§ **Brief**:
Go through the entries below and tally the lines holding "truck"; please reply with the number only.

§ **Task input**:
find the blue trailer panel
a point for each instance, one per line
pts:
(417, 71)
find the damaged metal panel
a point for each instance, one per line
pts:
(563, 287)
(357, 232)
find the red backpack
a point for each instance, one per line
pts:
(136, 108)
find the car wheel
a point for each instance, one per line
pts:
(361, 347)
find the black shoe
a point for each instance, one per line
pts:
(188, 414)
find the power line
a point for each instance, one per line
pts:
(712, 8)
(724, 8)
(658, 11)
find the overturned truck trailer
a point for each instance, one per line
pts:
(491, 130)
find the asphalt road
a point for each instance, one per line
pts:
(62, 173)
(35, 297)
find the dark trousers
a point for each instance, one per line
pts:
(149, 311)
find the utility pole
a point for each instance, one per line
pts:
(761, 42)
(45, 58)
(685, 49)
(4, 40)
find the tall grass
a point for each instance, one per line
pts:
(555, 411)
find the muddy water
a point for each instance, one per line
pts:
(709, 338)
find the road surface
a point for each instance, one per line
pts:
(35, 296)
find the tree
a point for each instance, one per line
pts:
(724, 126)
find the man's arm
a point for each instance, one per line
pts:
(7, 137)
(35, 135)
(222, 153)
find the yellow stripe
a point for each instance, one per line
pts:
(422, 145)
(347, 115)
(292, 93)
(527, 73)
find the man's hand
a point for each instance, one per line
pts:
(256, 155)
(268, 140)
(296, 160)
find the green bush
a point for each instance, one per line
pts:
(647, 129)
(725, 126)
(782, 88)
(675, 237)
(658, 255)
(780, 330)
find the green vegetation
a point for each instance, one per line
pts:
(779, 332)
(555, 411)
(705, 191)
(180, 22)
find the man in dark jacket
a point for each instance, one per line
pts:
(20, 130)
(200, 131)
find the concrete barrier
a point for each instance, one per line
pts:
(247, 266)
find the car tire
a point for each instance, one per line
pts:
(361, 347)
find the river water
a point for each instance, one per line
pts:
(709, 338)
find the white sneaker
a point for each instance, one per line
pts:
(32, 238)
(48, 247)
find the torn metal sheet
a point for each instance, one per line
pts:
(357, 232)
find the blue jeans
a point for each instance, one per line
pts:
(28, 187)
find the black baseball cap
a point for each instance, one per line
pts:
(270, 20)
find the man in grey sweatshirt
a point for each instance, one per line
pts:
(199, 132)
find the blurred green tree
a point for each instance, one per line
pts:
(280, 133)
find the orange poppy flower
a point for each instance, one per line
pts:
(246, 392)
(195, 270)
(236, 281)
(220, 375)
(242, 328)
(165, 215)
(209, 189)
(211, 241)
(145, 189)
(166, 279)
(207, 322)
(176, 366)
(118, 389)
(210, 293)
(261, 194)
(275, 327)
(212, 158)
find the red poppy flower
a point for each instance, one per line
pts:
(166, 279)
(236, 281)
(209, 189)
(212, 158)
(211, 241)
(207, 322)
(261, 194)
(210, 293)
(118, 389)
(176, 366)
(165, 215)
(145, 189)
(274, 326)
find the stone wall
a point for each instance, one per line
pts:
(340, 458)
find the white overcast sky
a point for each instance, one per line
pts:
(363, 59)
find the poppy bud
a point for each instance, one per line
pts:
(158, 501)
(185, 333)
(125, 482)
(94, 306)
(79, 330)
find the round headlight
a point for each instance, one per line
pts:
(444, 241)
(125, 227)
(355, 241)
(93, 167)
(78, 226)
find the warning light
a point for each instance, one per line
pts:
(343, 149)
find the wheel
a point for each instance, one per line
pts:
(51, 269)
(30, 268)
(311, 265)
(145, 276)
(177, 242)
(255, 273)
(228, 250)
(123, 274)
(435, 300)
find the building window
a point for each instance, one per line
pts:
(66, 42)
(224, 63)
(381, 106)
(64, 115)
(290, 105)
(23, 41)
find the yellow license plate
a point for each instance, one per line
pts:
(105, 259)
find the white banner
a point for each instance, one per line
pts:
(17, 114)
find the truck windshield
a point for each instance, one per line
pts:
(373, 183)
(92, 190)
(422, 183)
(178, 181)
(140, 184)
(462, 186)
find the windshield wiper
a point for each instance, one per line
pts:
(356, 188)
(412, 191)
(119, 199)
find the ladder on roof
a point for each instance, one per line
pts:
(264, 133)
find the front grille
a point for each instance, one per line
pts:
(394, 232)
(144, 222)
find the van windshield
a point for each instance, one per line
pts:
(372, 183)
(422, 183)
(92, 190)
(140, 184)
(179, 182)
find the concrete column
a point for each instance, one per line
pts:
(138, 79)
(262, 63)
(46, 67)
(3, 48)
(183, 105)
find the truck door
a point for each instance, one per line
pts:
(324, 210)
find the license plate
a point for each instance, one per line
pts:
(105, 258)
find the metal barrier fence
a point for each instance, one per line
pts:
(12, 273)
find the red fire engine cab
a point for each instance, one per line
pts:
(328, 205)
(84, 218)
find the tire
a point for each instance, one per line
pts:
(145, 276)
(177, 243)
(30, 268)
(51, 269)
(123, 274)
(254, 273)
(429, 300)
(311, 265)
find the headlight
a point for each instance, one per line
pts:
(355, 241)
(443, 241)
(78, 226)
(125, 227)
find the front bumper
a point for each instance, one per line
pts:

§ **Result of this exercise**:
3